**Quoted passage**
▬▬▬
Now Lashai’s work, with additional loans from Paris’s Centre Pompidou, is the focus of “Farideh Lashai,” a new exhibition on view through May 14 in Sharjah, in the United Arab Emirates, where it’s displayed quite differently, in a 19th-century house in the capital city’s heritage district. Many of the video works are installed in rooms with wood-slat ceilings, among them Prelude to Alice in Wonderland (2011–12), which is drawn from a series based on Lewis Carroll’s tale and depicts animated rabbits, representing the Iranian people, both plucky and meek, gamboling through an abstract jungle to the heartrending strains of a Chopin Nocturne. Another multimedia work, Tyranny of Autumn, Not Every Tree Can Bear (2004), stands in a darkened courtyard; comprising cyprus leaves painted on Plexiglas and shimmering within wire-mesh cylinders, it suggests trees in a futuristic Persian garden.
“The context here is beautiful,” says the New York dealer Edward Tyler Nahem, whose gallery, like Heller’s, works with Lashai’s estate. “The art and the space are so compatible, like they’re hand in glove.”
The show was curated by Sharjah Art Foundation director Sheikha Hoor Al Qasimi, who explains that Lashai’s body of work is unusual because it evolved from pure painting to multimedia, and because she used “popular stories to subtly talk about politics.” After Lashai’s death, al Qasimi adds, she felt “it was important to have a retrospective that would show its diversity.”
Born in 1944 to a political family in Rasht, on the Caspian Sea, Lashai painted avidly as a child. She studied literature in Germany, becoming enthralled with Bertholt Brecht (whose plays she later translated into Farsi), and worked at Riedel and Germany’s Rosenthal Studios before returning in the early 1970s to Tehran, then a cosmopolitan capital. She had several painting shows before tragedy struck: Although she wasn’t especially political, her older brother was active against the shah. Found guilty by association, she was imprisoned for two years.
After her 1976 release, Lashai continued living primarily in Iran. Yet the experience stayed with her, even after the Revolution. “She was not a communist or socialist — she was a humanist,” says Maneli Keykavoussi, her daughter, who runs the Farideh Lashai Foundation. “But once you have a past, they can always bring it up.”
▬▬▬
**Material**
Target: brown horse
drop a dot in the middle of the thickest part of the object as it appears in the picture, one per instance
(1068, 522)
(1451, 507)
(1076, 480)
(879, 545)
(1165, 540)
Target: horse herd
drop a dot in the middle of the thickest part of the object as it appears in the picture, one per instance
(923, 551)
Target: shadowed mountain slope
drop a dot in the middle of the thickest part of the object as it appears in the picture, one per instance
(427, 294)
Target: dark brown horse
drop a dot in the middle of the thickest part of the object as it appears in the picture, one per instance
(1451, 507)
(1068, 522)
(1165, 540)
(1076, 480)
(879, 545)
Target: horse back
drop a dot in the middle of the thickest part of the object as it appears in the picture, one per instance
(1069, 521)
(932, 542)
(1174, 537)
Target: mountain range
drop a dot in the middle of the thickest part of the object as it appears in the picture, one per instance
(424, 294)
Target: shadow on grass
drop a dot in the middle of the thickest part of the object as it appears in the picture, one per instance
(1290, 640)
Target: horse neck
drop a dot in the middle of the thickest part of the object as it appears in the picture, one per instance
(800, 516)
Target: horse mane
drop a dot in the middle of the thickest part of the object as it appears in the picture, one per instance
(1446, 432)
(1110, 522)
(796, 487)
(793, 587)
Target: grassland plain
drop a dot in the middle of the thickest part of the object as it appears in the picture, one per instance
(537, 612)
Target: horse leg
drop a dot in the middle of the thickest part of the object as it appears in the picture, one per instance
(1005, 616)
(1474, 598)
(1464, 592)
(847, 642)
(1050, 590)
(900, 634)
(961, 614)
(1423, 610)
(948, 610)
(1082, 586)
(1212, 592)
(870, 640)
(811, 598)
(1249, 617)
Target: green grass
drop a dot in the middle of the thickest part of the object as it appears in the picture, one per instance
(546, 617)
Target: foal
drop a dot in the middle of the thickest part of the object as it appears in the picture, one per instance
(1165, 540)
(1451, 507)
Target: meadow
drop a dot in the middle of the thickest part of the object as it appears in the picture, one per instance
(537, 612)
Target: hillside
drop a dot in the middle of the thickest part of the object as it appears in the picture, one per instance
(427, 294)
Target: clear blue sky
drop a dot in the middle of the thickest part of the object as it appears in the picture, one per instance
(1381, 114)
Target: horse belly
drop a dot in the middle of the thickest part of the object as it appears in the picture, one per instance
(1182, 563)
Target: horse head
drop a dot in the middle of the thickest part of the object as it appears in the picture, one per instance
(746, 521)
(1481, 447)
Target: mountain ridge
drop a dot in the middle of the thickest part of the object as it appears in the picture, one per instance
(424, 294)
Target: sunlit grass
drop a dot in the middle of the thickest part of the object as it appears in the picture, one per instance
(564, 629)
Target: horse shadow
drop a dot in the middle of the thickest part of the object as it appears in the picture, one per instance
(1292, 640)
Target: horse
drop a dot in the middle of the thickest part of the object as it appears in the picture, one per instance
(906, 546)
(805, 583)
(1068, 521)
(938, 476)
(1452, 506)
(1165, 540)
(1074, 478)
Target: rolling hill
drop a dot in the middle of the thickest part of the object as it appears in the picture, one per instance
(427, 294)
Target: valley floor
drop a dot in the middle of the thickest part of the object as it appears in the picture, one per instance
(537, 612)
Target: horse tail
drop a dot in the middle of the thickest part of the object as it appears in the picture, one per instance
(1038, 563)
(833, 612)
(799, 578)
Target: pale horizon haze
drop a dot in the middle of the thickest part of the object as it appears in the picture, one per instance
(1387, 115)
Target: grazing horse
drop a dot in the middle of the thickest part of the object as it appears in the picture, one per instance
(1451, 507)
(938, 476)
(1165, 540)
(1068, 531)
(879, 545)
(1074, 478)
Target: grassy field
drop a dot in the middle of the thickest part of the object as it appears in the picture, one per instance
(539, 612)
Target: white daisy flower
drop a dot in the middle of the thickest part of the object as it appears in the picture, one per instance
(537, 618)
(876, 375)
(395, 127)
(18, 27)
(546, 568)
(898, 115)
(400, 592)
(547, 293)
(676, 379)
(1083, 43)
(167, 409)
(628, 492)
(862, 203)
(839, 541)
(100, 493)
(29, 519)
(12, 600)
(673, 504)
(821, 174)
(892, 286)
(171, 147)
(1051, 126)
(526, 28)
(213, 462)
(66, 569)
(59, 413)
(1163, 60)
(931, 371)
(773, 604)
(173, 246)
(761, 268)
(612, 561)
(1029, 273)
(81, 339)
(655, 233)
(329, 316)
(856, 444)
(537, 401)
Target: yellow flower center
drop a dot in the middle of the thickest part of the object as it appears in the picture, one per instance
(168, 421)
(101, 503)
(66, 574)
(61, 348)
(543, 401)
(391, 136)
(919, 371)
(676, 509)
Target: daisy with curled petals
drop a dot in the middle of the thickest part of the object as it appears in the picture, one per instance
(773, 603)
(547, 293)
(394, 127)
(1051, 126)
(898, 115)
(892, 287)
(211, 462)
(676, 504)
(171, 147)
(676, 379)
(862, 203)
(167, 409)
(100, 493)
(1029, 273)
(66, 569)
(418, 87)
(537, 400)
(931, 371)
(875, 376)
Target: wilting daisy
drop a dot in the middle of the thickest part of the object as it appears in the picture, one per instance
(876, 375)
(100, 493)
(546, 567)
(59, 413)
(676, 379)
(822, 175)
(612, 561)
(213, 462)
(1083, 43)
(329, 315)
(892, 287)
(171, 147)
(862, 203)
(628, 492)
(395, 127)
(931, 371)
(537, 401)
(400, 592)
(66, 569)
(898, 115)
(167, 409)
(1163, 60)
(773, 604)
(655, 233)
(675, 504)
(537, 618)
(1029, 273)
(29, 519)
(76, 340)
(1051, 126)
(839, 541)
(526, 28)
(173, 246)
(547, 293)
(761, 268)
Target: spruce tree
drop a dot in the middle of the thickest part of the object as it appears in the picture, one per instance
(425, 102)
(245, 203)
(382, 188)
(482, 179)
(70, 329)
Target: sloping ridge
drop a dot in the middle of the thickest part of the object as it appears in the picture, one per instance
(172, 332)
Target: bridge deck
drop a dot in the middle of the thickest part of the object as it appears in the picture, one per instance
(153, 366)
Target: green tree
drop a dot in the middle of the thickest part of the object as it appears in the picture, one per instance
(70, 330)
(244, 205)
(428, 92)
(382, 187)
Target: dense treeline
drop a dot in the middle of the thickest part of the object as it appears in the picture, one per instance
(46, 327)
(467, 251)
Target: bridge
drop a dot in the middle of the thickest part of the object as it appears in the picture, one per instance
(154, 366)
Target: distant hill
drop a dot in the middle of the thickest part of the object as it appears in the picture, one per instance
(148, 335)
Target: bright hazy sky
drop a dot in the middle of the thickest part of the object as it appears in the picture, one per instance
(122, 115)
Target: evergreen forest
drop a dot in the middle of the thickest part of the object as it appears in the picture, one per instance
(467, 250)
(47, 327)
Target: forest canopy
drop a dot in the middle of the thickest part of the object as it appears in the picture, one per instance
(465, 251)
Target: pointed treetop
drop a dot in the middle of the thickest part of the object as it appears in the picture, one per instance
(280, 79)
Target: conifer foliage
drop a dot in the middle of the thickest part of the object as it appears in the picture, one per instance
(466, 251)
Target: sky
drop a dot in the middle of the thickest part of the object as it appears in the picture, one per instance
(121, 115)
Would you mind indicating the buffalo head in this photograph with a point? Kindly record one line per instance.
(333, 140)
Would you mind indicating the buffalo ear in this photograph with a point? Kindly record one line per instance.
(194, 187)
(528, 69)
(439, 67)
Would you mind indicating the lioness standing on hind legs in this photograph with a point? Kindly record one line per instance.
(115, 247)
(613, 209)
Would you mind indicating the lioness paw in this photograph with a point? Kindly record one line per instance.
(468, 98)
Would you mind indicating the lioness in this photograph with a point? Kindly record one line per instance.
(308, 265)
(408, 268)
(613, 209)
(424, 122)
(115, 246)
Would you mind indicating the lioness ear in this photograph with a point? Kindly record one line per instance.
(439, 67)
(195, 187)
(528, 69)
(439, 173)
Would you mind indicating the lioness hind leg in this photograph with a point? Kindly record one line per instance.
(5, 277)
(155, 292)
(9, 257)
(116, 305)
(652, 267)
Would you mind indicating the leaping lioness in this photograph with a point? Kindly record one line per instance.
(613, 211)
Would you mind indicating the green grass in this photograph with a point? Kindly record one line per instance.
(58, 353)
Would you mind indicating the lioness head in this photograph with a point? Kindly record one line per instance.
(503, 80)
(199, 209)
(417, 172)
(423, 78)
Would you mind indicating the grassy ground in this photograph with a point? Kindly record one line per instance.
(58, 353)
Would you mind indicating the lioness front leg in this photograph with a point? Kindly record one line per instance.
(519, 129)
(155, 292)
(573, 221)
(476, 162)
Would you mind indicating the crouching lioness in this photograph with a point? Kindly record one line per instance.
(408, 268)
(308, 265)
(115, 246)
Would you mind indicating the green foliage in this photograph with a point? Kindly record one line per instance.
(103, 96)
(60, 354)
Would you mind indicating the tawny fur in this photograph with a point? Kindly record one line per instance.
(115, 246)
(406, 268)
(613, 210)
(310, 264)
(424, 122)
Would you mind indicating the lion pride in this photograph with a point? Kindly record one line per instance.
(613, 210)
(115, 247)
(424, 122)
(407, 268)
▬▬▬
**Required work**
1. From the Farideh Lashai passage, pull out the words from "Born in 1944" up to and including "for two years.".
2. Extend the passage about Farideh Lashai's art, going on from its last sentence.

**Responses to the tasks**
1.
Born in 1944 to a political family in Rasht, on the Caspian Sea, Lashai painted avidly as a child. She studied literature in Germany, becoming enthralled with Bertholt Brecht (whose plays she later translated into Farsi), and worked at Riedel and Germany’s Rosenthal Studios before returning in the early 1970s to Tehran, then a cosmopolitan capital. She had several painting shows before tragedy struck: Although she wasn’t especially political, her older brother was active against the shah. Found guilty by association, she was imprisoned for two years.

2.
Lashai’s work expresses that permanent cloud. Hedayat (2008), a portrait of the modernist writer Sadegh Hedayat (whose work was banned in Iran and who killed himself in 1951), bears bloody streaks. And her masterwork — and final piece — When I Count, There Are Only You . . . But When I Look, There Is Only a Shadow (2012-13), is based on Goya‘s print series “Disasters of War” (1810–20). When I Count comprises 80 photo-intaglio prints with Goya’s tortured figures stripped out; as a floating ball of light passes over them, suggesting both an ominous searchlight and a Weimar cabaret, they reappear, as if in a surrealistic nightmare.
“The figures are already brutal in what they depict,” says Lisa Fischman, director of the Davis Museum at Wellesley College, which showed the piece last fall, “but with the grace and mastery of Goya’s hand replaced, they become even more brutal.”
Heller first met Lashai in Tehran, just before her imprisonment, when the dealer’s parents commissioned a massive landscape painting for their living room. After the revolution, Heller’s family lost that work, along with everything else, and she and Lashai fell out of touch. They reconnected years later, at Art Dubai. Heller included Lashai in a 2008 group show and secured her participation in the Chelsea Museum of Art’s “Iran Inside Out” exhibition in June 2009. (The work Lashai contributed, a three-part 2007 projected animation titled I don’t want to be a tree, I want to be its meaning, was based on Edouard Manet’s Luncheon on the Grass (1864–64) and the tale of Layla and Majnun, the Persian Romeo and Juliet.) The show’s opening coincided with Iran’s disputed national elections, in which reform candidates failed to win the presidency from Mahmoud Ahmadinejad in a vote widely suspected of being rigged, leading to demonstrations, the birth of the Iranian Green Party and a huge government crackdown — all events that brought Iranian art into the spotlight.
In April 2013, just weeks after her death, Lashai finally had her long-awaited New York solo debut, at Leila Heller Gallery in Chelsea and Edward Tyler Nahem Fine Art on the Upper East Side.
“She was going to do the show much earlier,” Heller says, “but she got sick, and she kept delaying it so she could do something really mesmerizing. All she wanted to do was to paint and create and produce. She was a very real artist on every level.”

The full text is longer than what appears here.